▶ Work required:
Write out again, exactly as they appear, the lines from the start of the data below through the line with "positive clicks: (177, 37) (144, 38)"; no pictures.

◇ ◇ ◇ ◇ ◇ ◇ ◇

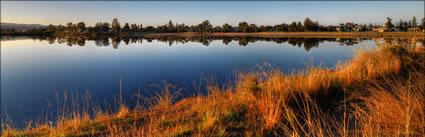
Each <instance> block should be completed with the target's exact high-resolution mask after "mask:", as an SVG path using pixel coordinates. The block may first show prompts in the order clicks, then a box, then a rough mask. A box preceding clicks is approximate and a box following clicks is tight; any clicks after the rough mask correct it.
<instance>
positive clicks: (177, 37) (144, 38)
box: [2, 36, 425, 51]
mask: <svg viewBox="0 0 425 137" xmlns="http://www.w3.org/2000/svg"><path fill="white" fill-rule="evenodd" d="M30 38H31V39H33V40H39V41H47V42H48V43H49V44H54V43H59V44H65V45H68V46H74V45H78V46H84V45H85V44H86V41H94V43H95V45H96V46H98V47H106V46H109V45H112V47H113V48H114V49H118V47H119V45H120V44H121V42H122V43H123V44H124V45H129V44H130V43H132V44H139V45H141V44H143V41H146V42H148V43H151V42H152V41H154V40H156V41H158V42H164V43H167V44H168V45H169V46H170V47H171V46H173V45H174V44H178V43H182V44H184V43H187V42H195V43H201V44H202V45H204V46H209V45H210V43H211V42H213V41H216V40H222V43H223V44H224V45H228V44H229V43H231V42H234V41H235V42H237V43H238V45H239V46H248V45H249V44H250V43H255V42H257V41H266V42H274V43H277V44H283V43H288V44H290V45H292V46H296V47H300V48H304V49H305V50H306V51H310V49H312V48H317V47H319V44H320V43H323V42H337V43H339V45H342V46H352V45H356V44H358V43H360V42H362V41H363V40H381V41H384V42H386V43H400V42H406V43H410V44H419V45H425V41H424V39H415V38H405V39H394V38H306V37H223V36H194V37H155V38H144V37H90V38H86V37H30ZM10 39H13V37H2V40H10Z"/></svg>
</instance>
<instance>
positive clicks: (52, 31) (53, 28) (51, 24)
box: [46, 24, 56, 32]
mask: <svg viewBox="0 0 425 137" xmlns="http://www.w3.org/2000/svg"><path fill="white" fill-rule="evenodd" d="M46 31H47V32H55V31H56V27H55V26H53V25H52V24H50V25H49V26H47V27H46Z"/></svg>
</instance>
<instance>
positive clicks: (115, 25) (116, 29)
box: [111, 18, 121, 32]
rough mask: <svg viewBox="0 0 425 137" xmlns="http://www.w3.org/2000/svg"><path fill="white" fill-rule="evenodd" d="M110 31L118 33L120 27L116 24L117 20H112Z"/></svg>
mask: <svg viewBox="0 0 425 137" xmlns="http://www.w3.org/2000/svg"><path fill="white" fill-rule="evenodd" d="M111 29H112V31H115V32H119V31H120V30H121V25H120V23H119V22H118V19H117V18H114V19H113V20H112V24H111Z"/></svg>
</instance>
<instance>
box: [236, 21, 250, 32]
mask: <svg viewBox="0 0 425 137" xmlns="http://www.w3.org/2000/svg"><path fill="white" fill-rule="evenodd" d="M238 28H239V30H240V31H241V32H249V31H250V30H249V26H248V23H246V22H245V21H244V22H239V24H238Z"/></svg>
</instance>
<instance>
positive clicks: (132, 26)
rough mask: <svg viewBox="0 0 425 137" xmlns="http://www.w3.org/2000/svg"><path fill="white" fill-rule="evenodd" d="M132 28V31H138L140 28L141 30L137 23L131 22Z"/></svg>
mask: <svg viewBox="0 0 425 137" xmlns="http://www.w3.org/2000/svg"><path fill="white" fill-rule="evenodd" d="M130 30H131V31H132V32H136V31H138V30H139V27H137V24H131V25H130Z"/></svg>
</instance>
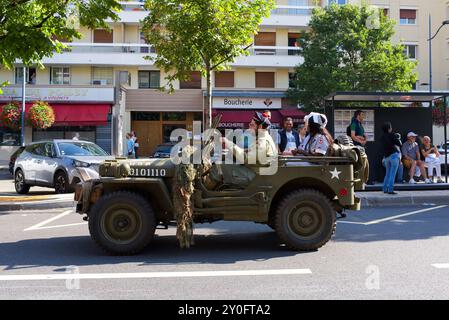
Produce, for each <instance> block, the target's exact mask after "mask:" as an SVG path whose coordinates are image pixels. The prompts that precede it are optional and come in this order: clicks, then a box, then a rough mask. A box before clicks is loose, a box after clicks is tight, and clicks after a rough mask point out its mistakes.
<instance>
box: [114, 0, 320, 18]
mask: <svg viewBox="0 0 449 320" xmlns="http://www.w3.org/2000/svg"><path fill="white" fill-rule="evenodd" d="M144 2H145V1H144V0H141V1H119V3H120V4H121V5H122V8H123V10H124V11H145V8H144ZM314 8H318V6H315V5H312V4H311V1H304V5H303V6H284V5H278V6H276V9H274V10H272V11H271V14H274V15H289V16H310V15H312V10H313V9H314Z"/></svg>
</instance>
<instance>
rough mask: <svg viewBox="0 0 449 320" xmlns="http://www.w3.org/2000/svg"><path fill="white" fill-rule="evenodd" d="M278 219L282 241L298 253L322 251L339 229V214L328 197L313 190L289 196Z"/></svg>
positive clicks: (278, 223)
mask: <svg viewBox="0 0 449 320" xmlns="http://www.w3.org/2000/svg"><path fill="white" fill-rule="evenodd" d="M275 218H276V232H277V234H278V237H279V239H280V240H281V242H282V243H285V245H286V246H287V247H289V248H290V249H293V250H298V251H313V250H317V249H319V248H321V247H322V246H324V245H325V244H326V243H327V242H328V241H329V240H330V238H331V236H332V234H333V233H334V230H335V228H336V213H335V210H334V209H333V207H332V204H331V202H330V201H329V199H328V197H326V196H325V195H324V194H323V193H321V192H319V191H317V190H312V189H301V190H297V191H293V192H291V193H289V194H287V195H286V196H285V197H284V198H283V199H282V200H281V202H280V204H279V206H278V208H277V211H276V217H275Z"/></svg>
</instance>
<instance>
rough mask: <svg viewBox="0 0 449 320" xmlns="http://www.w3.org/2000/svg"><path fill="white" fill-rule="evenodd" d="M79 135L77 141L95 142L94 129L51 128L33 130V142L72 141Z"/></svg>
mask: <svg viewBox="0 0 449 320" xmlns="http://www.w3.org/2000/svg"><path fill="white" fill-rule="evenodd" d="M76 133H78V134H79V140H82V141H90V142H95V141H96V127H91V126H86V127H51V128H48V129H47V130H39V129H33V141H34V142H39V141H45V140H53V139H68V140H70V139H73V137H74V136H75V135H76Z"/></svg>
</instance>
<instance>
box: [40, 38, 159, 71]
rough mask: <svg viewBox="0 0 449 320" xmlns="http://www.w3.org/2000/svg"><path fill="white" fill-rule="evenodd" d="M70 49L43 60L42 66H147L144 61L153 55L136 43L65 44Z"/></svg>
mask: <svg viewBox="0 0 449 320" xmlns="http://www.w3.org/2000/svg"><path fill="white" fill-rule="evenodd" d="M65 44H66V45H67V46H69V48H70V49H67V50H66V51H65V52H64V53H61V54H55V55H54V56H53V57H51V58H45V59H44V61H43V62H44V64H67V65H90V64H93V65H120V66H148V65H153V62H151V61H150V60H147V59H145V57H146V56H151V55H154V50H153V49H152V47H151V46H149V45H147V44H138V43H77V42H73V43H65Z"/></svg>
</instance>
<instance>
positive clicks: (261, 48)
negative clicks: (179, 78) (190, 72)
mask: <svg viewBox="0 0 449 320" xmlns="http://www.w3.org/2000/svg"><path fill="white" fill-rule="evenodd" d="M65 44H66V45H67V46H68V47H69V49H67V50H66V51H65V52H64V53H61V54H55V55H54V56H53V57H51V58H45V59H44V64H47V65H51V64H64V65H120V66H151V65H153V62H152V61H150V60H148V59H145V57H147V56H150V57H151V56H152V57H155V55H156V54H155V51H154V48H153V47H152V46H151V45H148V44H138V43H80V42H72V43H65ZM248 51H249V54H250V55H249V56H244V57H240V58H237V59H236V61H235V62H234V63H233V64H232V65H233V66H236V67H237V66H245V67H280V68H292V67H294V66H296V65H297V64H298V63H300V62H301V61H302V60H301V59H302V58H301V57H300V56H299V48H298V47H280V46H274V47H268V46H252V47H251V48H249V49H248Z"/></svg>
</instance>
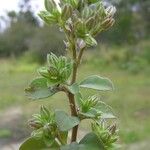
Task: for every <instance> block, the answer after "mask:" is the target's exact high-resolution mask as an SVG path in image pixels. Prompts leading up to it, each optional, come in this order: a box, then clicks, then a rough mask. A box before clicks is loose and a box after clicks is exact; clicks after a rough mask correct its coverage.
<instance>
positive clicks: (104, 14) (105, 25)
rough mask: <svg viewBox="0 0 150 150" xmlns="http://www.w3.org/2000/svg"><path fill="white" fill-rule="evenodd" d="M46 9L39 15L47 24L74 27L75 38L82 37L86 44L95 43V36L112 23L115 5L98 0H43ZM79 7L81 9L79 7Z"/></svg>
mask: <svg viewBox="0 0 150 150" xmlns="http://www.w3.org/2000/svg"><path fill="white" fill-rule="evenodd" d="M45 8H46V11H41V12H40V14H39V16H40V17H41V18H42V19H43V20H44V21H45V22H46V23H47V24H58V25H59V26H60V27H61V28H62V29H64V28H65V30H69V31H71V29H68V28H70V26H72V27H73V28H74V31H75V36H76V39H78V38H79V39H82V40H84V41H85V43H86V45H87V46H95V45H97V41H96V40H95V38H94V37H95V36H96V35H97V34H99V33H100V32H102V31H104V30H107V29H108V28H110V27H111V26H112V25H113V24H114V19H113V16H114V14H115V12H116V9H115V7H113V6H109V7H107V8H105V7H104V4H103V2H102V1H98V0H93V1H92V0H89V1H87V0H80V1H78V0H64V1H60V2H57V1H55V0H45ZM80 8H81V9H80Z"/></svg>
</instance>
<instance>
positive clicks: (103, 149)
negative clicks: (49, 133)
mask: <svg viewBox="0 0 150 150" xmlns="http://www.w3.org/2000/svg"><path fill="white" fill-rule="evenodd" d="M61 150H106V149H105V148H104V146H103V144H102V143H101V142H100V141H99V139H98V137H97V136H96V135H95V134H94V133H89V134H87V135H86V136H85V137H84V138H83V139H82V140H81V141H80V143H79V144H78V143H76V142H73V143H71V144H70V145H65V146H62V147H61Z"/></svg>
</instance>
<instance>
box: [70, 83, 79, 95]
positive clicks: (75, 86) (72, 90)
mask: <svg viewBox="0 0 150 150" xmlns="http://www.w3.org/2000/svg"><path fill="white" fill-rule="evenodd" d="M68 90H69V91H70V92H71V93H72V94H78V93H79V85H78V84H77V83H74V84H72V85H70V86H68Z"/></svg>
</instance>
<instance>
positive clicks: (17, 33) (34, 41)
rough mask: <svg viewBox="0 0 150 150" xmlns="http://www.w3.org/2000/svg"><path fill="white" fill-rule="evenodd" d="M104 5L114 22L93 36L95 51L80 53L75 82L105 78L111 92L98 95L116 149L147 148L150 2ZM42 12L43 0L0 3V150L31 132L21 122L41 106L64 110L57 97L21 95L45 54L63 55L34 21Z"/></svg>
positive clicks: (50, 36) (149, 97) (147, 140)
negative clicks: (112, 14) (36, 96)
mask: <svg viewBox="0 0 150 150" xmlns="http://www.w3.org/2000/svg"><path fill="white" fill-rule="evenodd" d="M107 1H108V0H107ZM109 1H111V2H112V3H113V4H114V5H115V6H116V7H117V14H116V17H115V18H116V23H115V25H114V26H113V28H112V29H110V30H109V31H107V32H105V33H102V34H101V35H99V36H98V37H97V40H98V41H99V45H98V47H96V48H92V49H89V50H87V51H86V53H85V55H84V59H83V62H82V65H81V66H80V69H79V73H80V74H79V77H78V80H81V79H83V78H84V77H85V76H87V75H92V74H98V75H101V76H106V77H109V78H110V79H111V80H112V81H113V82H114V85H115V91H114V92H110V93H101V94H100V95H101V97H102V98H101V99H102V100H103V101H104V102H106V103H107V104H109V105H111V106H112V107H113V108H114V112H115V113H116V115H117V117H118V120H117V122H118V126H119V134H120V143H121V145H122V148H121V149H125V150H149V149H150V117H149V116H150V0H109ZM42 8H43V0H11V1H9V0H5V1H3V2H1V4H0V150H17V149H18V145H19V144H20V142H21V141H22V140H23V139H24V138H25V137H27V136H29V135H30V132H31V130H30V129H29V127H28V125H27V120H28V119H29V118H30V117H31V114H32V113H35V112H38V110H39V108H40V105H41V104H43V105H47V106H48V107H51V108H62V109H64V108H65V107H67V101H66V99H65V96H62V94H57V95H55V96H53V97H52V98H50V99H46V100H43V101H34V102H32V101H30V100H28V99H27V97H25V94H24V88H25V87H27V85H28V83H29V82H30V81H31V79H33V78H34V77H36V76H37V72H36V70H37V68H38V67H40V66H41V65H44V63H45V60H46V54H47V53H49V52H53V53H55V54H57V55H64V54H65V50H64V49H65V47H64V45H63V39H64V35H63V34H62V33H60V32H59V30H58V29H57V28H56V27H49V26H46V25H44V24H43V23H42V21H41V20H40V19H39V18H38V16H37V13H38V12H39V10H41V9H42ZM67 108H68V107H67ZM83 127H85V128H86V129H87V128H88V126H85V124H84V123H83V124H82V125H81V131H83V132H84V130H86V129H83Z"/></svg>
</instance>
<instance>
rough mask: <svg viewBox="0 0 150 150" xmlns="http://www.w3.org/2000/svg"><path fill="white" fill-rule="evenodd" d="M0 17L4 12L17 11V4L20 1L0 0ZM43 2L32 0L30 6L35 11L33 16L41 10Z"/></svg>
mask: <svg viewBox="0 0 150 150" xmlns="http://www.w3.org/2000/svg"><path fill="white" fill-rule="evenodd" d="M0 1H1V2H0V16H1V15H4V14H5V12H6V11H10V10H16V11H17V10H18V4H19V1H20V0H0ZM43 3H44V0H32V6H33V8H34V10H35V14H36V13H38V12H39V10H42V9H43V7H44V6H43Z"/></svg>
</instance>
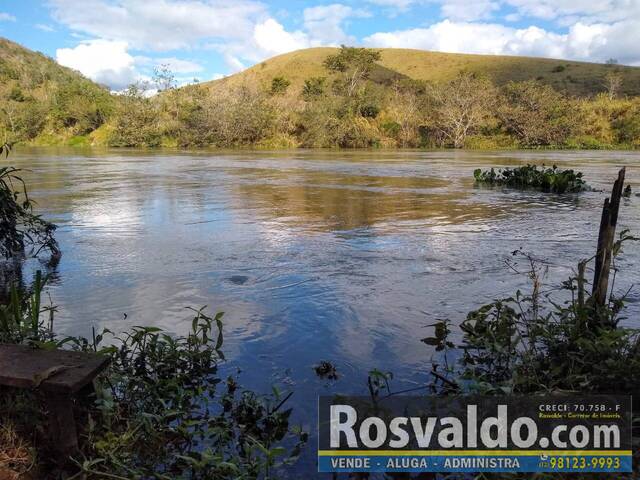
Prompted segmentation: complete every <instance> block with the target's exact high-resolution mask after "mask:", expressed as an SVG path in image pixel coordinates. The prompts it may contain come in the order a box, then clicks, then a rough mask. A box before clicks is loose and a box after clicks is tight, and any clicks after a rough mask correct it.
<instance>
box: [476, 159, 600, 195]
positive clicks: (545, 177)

◇ ◇ ◇ ◇ ◇ ◇ ◇

▶ Written solution:
Each <instance> block should be completed with the target's exact high-resolution mask after "mask:", as an SVG path using pixel coordinates. The block may first show prompts in the order clicks, then a box, then a rough mask. A box preceding clicks is approximate and a box following clicks is tight; any clicks after the rough mask correct it.
<instance>
positive clicks: (177, 37) (144, 38)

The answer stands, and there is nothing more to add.